**Requirement**:
Copy each of the entries below word for word, keeping every line as it stands. Omit the pictures from your reply.

----

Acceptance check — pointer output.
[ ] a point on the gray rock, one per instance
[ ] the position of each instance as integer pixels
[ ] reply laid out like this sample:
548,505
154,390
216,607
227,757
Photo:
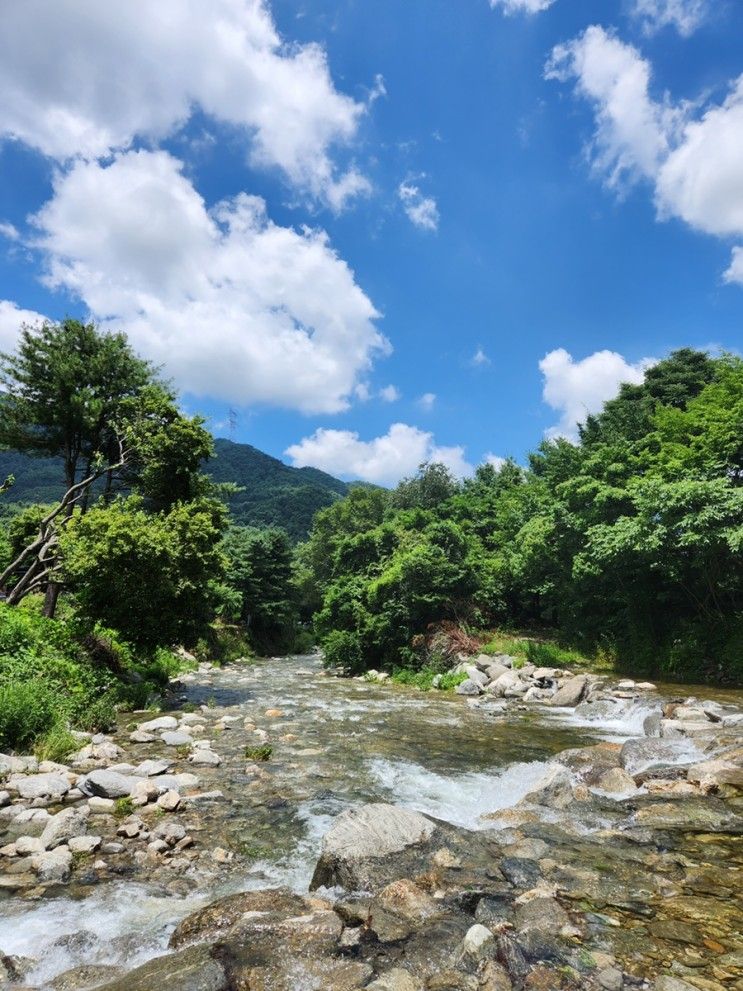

----

**Answer to the exercise**:
Acceptance check — pointer output.
[ ] a point on the gray rock, one per instance
[ ] the position of each instance as integer pixels
[ ] reply laid out like this sample:
548,505
154,390
216,607
227,757
Photo:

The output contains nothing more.